• [SELECTED EXTRACT]:

■ ■ ■ ■ ■

Written by JD Prater, Former Head of Paid Social

Pinterest is currently experiencing tremendous growth. PEW Research Center estimates that nearly 31% of online adults use Pinterest (up 10% from 2013). With nearly 1/3 of adult users, Pinterest has rightfully earned a seat at the social media marketing table in 2016, and you should be ready to
make the most of this growing platform.


Did you know 87 percent of Pinners reported that Pinterest helped them decide what to purchase (Millward Brown)? Which is what makes Pinterest such an attractive platform for marketers. It has the unique ability to influence future purchases. This may explain why Pinterest saw such tremendous gains with advertisers in 2015. Here’s what the growth pattern looked like.

Moreover, I think Pinterest is one of the most exciting social platforms to watch in 2016.
Already, they’ve:
• Introduced new types of Pins, including Promoted and Buyable Pins
• Expanded their targeting capability with over 400 interest categories
• Announced the future capability to target uploaded email addresses
As Pinterest strives to monetize their platform without scaring away existing users, they continue
to listen to the challenges of advertisers and brands. Another key challenge they tackled early on
was Analytics.


Pinterest realized how important it was for marketers to understand how their audience interacted and engaged with their brand while on the platform. In an effort to make that analysis easier, they rolled out their own Analytics platform and regularly add new features to make the product more


A lot of SEM marketers find it to be “clunky” or “confusing”, because they’re spoiled by the maturity
of other platforms like Google AdWords and Google Analytics. They expect Pinterest’s features to
possess the look and feel of Google. However, those are not realistic expectations for a platform still
in its infancy.

■ ■ ■ ■ ■

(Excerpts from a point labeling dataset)

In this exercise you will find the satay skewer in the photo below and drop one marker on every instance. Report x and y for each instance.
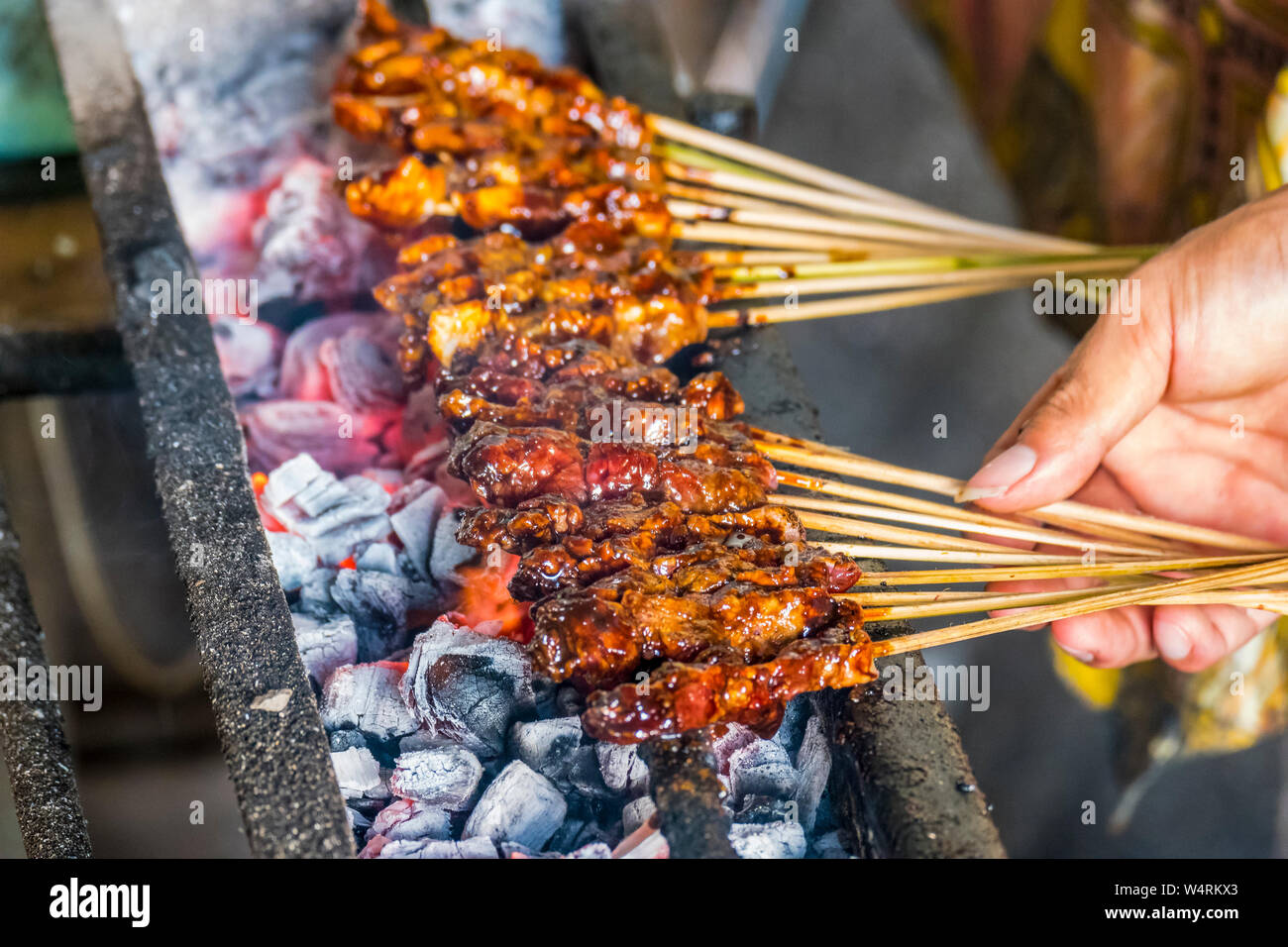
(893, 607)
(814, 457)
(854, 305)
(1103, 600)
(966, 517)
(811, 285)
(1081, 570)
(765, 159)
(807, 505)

■ ■ ■ ■ ■

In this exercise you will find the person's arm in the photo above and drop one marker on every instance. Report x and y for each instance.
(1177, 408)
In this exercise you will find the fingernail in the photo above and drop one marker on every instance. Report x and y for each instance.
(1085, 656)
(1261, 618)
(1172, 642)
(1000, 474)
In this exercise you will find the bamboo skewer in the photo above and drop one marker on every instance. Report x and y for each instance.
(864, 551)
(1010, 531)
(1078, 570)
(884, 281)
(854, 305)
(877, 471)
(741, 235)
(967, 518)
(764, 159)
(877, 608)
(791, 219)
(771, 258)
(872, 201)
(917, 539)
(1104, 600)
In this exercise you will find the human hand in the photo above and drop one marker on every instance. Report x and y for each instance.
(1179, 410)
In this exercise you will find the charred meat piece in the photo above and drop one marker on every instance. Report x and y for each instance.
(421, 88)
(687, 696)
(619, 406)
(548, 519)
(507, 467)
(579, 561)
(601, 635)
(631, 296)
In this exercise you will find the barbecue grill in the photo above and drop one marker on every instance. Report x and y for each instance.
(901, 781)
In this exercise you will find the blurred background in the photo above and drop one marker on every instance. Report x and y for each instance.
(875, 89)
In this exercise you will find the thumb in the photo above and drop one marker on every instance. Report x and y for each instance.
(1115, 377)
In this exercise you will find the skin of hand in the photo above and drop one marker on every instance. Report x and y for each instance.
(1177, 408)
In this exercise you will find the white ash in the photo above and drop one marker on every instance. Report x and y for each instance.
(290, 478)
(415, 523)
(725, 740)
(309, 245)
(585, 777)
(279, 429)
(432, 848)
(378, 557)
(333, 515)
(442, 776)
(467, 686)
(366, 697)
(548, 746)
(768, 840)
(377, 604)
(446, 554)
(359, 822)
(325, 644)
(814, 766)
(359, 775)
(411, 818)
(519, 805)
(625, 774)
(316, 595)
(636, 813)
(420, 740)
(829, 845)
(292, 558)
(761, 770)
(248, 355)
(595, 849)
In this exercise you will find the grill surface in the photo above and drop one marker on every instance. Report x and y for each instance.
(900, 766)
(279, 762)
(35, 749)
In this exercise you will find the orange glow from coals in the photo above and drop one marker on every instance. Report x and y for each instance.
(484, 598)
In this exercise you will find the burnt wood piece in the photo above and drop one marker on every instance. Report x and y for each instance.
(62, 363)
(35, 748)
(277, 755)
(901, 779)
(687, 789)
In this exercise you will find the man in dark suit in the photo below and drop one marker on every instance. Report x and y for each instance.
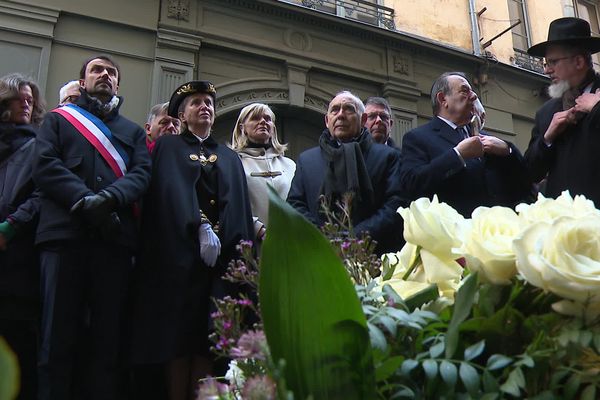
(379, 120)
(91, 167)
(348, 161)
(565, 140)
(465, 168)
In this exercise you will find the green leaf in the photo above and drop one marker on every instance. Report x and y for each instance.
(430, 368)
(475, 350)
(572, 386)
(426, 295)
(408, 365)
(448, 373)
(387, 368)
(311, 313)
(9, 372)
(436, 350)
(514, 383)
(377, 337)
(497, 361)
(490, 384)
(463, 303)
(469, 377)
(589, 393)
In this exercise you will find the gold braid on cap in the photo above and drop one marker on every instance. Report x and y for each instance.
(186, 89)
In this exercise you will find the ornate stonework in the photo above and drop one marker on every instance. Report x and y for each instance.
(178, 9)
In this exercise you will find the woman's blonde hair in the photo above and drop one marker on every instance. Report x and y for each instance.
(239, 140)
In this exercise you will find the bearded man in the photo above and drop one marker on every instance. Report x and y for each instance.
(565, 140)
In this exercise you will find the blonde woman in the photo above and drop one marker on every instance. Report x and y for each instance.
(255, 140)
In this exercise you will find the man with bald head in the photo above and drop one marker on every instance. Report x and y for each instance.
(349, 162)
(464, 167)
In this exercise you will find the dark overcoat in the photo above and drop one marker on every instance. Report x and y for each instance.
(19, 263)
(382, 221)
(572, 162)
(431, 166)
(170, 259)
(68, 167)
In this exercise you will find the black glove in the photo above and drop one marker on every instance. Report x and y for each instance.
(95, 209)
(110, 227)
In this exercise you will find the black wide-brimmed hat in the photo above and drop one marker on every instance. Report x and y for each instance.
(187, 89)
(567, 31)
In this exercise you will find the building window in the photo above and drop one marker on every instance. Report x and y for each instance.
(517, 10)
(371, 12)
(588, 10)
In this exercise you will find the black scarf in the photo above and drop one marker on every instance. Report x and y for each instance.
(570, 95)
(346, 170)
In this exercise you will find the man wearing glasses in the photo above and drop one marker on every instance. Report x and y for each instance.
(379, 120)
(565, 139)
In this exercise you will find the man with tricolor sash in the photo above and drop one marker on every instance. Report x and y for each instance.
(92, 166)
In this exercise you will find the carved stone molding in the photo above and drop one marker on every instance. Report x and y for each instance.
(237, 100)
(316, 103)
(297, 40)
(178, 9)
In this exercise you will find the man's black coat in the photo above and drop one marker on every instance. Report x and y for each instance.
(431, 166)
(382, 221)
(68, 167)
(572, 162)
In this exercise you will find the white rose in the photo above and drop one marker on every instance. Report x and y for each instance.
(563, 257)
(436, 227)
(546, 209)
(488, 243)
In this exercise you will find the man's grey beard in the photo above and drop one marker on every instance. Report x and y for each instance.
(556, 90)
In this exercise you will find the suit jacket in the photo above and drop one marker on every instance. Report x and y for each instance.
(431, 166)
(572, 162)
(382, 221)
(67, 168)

■ ■ ■ ■ ■

• [INSTRUCTIONS]:
- a) From the Pinterest article, list each step it says Pinterest has already taken.
- b) Show every line of the records that contains the string "white".

• [TASK RESPONSES]:
- a)
- Introduced new types of Pins, including Promoted and Buyable Pins
- Expanded their targeting capability with over 400 interest categories
- Announced the future capability to target uploaded email addresses

- b)
In this exercise you will find the white ash in the photo above and drop one marker on every instance. Report x and y for each instance.
In this exercise you will find the white rose in the photo above and drop one marker on every instance. Report x and y for each instance.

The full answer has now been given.